## JOB
Rewrite the records from the line containing "Phrase: white surface" through the end, changing "green stem" to "leaf stalk" and leaving everything else unchanged.

Recorded data:

— start —

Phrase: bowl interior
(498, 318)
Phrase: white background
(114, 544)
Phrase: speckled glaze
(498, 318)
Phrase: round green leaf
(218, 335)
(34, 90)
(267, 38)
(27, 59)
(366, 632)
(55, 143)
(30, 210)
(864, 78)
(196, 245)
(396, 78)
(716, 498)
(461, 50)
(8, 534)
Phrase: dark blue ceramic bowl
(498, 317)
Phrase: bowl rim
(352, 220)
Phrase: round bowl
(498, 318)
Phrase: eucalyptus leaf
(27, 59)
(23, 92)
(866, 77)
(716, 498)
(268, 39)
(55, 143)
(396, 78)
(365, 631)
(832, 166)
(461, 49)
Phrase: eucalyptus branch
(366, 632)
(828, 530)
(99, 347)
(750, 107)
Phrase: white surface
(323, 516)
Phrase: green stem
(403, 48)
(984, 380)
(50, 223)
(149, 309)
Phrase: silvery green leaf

— end —

## TASK ANSWER
Phrase: white surface
(323, 516)
Phrase: leaf stalk
(403, 48)
(984, 380)
(50, 223)
(149, 309)
Phrase: silvery green leaf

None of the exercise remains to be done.